WHAT IS BEING ASKED:
Output every line below without omitting or altering anything.

[Point annotation dataset records]
○ ○ ○

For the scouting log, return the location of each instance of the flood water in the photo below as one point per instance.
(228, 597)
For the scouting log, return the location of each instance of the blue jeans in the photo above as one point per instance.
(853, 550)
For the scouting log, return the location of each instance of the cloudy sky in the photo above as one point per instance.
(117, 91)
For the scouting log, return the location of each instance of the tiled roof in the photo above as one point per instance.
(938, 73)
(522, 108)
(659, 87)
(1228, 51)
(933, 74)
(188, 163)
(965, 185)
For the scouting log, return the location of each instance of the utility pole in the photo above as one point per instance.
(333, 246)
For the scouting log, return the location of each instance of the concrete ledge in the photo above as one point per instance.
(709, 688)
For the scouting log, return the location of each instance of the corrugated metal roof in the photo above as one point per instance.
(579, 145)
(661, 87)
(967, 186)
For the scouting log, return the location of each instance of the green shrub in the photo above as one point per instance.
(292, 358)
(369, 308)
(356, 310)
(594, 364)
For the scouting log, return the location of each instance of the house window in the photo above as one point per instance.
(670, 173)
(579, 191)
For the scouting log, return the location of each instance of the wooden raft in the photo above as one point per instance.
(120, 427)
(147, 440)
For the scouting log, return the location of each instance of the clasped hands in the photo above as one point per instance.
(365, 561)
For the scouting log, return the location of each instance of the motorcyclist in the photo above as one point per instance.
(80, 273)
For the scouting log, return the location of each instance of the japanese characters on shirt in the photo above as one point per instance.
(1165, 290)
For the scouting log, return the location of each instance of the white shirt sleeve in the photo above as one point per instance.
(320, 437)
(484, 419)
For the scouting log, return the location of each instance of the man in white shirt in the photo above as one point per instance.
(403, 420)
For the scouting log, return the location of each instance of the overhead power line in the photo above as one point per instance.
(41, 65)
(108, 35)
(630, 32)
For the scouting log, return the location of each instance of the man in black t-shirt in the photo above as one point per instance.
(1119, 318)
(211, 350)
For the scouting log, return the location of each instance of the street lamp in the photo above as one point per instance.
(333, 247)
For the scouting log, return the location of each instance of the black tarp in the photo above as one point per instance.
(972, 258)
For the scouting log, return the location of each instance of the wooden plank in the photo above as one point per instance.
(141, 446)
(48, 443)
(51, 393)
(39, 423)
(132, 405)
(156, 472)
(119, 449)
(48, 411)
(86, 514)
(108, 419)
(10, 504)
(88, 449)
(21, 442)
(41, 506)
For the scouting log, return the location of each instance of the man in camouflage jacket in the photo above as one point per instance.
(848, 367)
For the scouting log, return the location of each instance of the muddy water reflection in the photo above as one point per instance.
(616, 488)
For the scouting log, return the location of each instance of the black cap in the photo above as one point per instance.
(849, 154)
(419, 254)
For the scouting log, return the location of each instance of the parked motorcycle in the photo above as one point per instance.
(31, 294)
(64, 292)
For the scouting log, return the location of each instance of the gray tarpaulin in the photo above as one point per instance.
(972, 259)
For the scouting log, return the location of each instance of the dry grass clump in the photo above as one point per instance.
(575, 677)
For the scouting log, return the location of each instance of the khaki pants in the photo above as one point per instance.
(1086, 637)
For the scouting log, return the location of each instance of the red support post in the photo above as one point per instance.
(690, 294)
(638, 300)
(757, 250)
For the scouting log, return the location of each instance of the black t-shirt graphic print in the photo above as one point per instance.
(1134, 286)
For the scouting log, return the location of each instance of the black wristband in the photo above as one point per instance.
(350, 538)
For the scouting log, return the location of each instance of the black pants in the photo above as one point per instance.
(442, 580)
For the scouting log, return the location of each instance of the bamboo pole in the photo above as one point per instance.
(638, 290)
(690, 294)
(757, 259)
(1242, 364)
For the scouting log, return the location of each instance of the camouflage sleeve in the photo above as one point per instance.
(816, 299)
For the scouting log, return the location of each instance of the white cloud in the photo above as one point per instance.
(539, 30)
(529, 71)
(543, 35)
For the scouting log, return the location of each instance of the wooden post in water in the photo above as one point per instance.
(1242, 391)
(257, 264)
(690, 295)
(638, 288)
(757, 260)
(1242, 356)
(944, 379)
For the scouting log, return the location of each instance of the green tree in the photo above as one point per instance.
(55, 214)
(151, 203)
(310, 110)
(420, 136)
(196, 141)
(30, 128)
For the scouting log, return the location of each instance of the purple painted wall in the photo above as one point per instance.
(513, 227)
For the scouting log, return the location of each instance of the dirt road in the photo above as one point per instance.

○ ○ ○

EXPECTED ANSWER:
For the scouting log, return the location of each instance of the flood water in the photo below as one point per instance.
(228, 597)
For the scouting log, return the location of each instance of the blue jeans in the photo above as one point per instance.
(853, 550)
For the scouting log, return the location of each instance of the cloudy sky in the photo above as one point per instance.
(117, 91)
For the scouting log, return the location of each instance of the tiled roof in the photo above as one point per instance.
(938, 73)
(522, 108)
(659, 87)
(1228, 51)
(933, 74)
(188, 163)
(965, 185)
For the scouting log, return the location of each instance of the utility pole in the photo above as one point per instance.
(333, 246)
For the scouting log, return the location of each instance of the concrete ledge in the photo above as one point per instance.
(709, 688)
For the scouting log, return the location of each instance of the corrugated metal roof in the photo above as one point per instance.
(579, 145)
(661, 87)
(967, 186)
For the scouting log, return the location of each instance of the green shrub in the photo above as one point per instance.
(292, 358)
(369, 308)
(356, 310)
(594, 364)
For the scouting log, return the location of each instance of the house window in the photo above as one point per instance.
(670, 173)
(579, 191)
For the scouting log, return the location of each instance of the wooden raft in the photo above as one point per instance.
(120, 427)
(147, 440)
For the scouting log, return the location of each instance of the clasped hands in the photo above as one point per instance.
(365, 561)
For the scouting log, return the location of each instance of the motorcyclist in the photo above as one point per instance.
(80, 273)
For the scouting log, return the location of each instance of the japanese characters on shirt in the photo above as one point per instance.
(1165, 290)
For the scouting log, return the location of each instance of the white shirt sleeve in the photo above as one point per instance.
(320, 437)
(484, 419)
For the scouting log, return the location of each instance of the man in white shirt in the photo above as one point per instance.
(403, 420)
For the scouting log, return the location of each instance of the overhead power line in the photo above as one point per instance.
(41, 65)
(108, 35)
(630, 32)
For the scouting log, return the location of each instance of the man in black t-shirt in the photo above as one point per instance.
(1119, 318)
(211, 350)
For the scouting log, return the location of each instance of the street lamp in the photo above as one point per instance.
(333, 247)
For the scouting log, return the location of each instance of the black tarp in the photo above as one point per instance.
(972, 258)
For the scouting log, return the location of each instance of the wooden plank in the photo above as one point per instance.
(141, 446)
(48, 443)
(51, 393)
(39, 423)
(132, 405)
(156, 472)
(119, 449)
(48, 411)
(86, 514)
(108, 419)
(10, 504)
(88, 449)
(21, 442)
(41, 506)
For the scouting log, return the location of each instance of the man in camouflage jacket in the photo above as one point per instance.
(848, 367)
For the scouting log, return the location of each instance of the muddy water reflection in the photo above as one point per instance.
(616, 488)
For the scouting log, return the location of each instance of the black cap in the photo above as one point per instance.
(849, 154)
(419, 254)
For the scouting log, return the location of each instance of the parked motorcycle in the photo above as one point per instance.
(31, 294)
(64, 292)
For the scouting log, return the location of each instance of the gray tarpaulin in the photo above as one point per instance.
(972, 259)
For the scouting log, return the location of each instance of the dry grass clump in the photo above as one point per instance.
(575, 677)
For the scouting log, return the location of each instance of the khaki pants in the photo above as one point per instance.
(1086, 637)
For the scouting log, return the location of each instance of the red support post in the photo above as one point per instance.
(690, 294)
(638, 300)
(757, 250)
For the scouting log, return the location of each instance of the black t-shirt graphic print in the photo above as one point per instance.
(1134, 286)
For the scouting log, return the location of each instance of the black wristband in the photo above as one point per instance.
(350, 538)
For the scouting log, return the location of each instance of the black pants in the photo above as one point per instance.
(442, 580)
For the scouting log, return the location of each instance of the bamboo pole in the photo above as one point per instance.
(638, 290)
(690, 294)
(757, 259)
(1242, 364)
For the scouting log, return the location of each instance of the camouflage sleeve in the photo above as one point per instance.
(816, 299)
For the scouting log, return the location of each instance of the white cloud in the photo above as one point per instance.
(539, 30)
(529, 71)
(543, 35)
For the scouting log, return the location of each instance of the wooden post in water in the photo above as one point per instance.
(1242, 391)
(257, 264)
(690, 295)
(638, 288)
(757, 260)
(1242, 356)
(944, 379)
For the scouting log, return the location of each instance of the green tree in the photo above as one point per instance.
(55, 214)
(151, 203)
(310, 110)
(420, 136)
(196, 141)
(30, 128)
For the scouting log, return the location of each instance of the purple painted wall in the photo above as one point per instance.
(513, 227)
For the scouting log, return the location of each instance of the dirt road in the photo above as one point per instance.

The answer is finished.